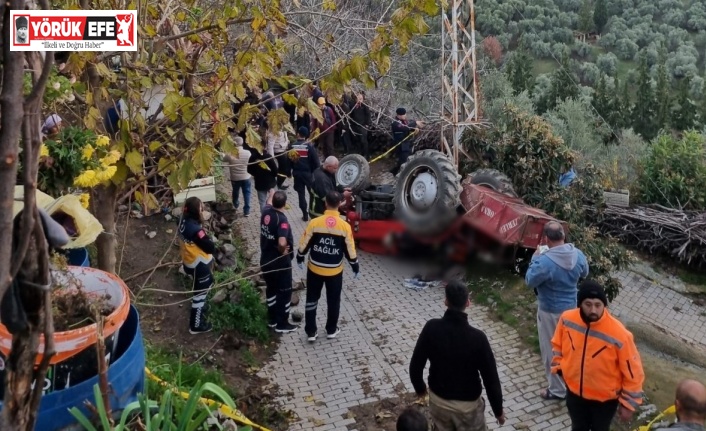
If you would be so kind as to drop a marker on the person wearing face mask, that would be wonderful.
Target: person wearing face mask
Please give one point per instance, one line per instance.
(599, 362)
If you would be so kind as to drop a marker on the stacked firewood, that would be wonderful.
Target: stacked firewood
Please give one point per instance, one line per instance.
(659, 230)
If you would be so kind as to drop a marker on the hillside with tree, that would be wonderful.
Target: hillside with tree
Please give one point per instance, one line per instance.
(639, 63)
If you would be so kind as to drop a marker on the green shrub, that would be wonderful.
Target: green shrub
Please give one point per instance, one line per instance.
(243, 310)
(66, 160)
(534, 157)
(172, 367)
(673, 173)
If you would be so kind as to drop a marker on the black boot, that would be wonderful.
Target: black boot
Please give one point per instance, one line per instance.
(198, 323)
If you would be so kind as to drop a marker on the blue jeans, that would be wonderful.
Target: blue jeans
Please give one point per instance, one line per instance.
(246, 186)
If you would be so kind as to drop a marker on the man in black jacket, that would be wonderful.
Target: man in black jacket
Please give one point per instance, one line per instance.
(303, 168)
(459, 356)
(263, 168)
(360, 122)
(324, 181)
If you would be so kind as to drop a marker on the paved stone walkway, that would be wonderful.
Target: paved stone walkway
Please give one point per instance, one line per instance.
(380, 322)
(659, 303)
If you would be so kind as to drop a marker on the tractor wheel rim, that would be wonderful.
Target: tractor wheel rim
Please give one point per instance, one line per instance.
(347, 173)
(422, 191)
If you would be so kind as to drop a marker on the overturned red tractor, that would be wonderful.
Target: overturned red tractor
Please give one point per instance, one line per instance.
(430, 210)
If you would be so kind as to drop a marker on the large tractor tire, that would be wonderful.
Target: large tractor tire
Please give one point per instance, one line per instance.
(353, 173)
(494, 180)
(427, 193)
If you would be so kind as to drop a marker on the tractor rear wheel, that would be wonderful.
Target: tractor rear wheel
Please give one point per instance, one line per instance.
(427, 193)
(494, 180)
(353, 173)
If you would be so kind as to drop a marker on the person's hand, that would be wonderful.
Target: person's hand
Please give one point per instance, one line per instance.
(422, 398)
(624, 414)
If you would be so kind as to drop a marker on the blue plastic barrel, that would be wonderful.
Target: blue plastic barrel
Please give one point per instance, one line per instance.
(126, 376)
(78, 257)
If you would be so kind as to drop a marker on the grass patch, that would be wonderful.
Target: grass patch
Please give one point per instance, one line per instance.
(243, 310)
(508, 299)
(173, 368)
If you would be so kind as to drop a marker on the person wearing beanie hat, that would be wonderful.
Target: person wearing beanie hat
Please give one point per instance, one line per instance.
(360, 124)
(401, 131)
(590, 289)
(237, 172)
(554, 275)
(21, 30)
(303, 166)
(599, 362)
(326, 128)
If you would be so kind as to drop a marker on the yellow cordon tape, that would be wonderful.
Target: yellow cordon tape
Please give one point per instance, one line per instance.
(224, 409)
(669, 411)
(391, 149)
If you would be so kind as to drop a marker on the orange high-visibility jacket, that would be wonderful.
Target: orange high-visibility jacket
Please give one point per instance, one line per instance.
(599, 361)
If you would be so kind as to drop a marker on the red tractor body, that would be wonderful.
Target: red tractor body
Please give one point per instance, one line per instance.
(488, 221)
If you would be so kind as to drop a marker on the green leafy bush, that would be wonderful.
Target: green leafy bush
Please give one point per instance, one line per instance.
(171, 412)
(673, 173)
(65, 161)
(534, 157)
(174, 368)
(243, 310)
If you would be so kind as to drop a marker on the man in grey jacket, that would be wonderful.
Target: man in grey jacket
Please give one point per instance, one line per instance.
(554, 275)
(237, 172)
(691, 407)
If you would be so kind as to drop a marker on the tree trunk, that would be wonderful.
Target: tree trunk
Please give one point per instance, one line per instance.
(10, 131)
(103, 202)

— What is required —
Lay out every line of the entries above as a Markdown table with the columns Row and Line, numbering each row and skipping blank lines. Leave the pictures out.

— Task response —
| Row | Line |
|---|---|
| 1 | If you would be so kind as to drop a marker on the person wearing face mask, that would be wonderful. |
| 2 | Target: person wearing face mask |
| 3 | Please give one point per instance, one line per instance. |
| 4 | (599, 362) |
| 5 | If you would be so kind as to drop a marker on the stacked firewood, that would be wonderful. |
| 6 | Target: stacked firewood |
| 7 | Please give one point per instance, one line per instance. |
| 8 | (659, 230) |
| 9 | If you would be so kind as to drop a marker on the hillside with tree, that would be wonderful. |
| 10 | Target: hillside with tree |
| 11 | Please give one point per instance, one line per instance. |
| 12 | (639, 63) |
| 13 | If you would be so kind as to drop a marker on the green shrub, that would be wonderful. |
| 14 | Target: green shrub |
| 15 | Please give one point per instance, one line per instance. |
| 16 | (243, 310) |
| 17 | (66, 160) |
| 18 | (534, 157) |
| 19 | (172, 367) |
| 20 | (673, 173) |
| 21 | If you would be so kind as to drop a marker on the black boot, that would be wonderful. |
| 22 | Target: black boot |
| 23 | Please give one point per instance, one line per instance. |
| 24 | (198, 323) |
| 25 | If you would be so kind as to drop a marker on the blue jeans, that would be wonderful. |
| 26 | Target: blue jeans |
| 27 | Please give one point per instance, one line per instance. |
| 28 | (246, 186) |
| 29 | If you would be so kind as to drop a marker on the man in black jacket, that would be wonderful. |
| 30 | Target: man in black jacket |
| 31 | Please give one point per instance, one line per instance. |
| 32 | (303, 168) |
| 33 | (459, 356) |
| 34 | (263, 168) |
| 35 | (360, 122) |
| 36 | (324, 181) |
| 37 | If you would be so kind as to drop a marker on the paved stone walkway, that would be wonderful. |
| 38 | Target: paved stone walkway |
| 39 | Please give one point per instance, one line per instance. |
| 40 | (380, 322) |
| 41 | (659, 303) |
| 42 | If you would be so kind as to drop a marker on the tractor wheel rim, that would be wonderful. |
| 43 | Target: tractor wheel rim |
| 44 | Please give one point per instance, one line per instance. |
| 45 | (347, 173) |
| 46 | (422, 191) |
| 47 | If you would be so kind as to drop a marker on the overturned red tractor, that would be wonderful. |
| 48 | Target: overturned red tractor |
| 49 | Please give one point per instance, one line per instance. |
| 50 | (430, 210) |
| 51 | If you would be so kind as to drop a marker on the large tractor tire, that would be wonderful. |
| 52 | Target: large tractor tire |
| 53 | Please give one point per instance, one line per instance. |
| 54 | (353, 173) |
| 55 | (494, 180) |
| 56 | (427, 193) |
| 57 | If you would be so kind as to drop a marker on the tractor rear wheel, that would be wonderful. |
| 58 | Target: tractor rear wheel |
| 59 | Please give one point per instance, one line per instance. |
| 60 | (427, 193) |
| 61 | (494, 180) |
| 62 | (353, 173) |
| 63 | If you would be so kind as to drop a marker on the person's hand, that would be wonderful. |
| 64 | Target: person's hand |
| 65 | Please give one point per instance, one line per instance. |
| 66 | (422, 398) |
| 67 | (624, 414) |
| 68 | If you would be so kind as to drop a marker on the blue plastic barrel, that would be wonderful. |
| 69 | Target: blue plastic barrel |
| 70 | Please give one point per instance, one line per instance. |
| 71 | (126, 376) |
| 72 | (78, 257) |
| 73 | If you would be so kind as to drop a marker on the grass patch, that would be wonderful. |
| 74 | Target: grass patch |
| 75 | Please give one point per instance, one line per instance. |
| 76 | (243, 310) |
| 77 | (508, 299) |
| 78 | (173, 368) |
| 79 | If you would be so kind as to drop a marker on the person wearing beanie hat, that would be wonderful. |
| 80 | Target: person wearing beanie hat |
| 81 | Please give one point per instance, one line per instance. |
| 82 | (360, 124) |
| 83 | (401, 131) |
| 84 | (590, 289) |
| 85 | (237, 172) |
| 86 | (554, 275) |
| 87 | (21, 30) |
| 88 | (303, 166) |
| 89 | (599, 362) |
| 90 | (326, 128) |
| 91 | If you would be so kind as to drop a marker on the yellow cordon tape, that would be wonderful. |
| 92 | Target: yellow cordon tape |
| 93 | Please give one point per instance, one line per instance. |
| 94 | (224, 409) |
| 95 | (669, 411) |
| 96 | (391, 149) |
| 97 | If you would be so kind as to drop a marker on the orange high-visibility jacket, that would be wonderful. |
| 98 | Target: orange high-visibility jacket |
| 99 | Please give one point per instance, one line per instance. |
| 100 | (599, 361) |
| 101 | If you would be so kind as to drop a marker on the red tractor body, that would be wonderful. |
| 102 | Target: red tractor body |
| 103 | Please give one point per instance, one line per instance. |
| 104 | (488, 221) |
| 105 | If you would be so kind as to drop a marker on the green leafy bush, that would be wonderful. |
| 106 | Target: green leafy bush |
| 107 | Please give one point per instance, one line per instance. |
| 108 | (171, 412) |
| 109 | (673, 173) |
| 110 | (65, 161) |
| 111 | (534, 157) |
| 112 | (174, 368) |
| 113 | (243, 310) |
| 114 | If you would be so kind as to drop a marker on the man in grey jacket, that would be wonderful. |
| 115 | Target: man in grey jacket |
| 116 | Please give one point per instance, one line per instance. |
| 117 | (554, 275) |
| 118 | (237, 172) |
| 119 | (691, 407) |
| 120 | If you would be so kind as to drop a marker on the tree trunk, that would be wonderful. |
| 121 | Target: tree trunk |
| 122 | Please give one point per instance, one line per instance. |
| 123 | (10, 131) |
| 124 | (103, 202) |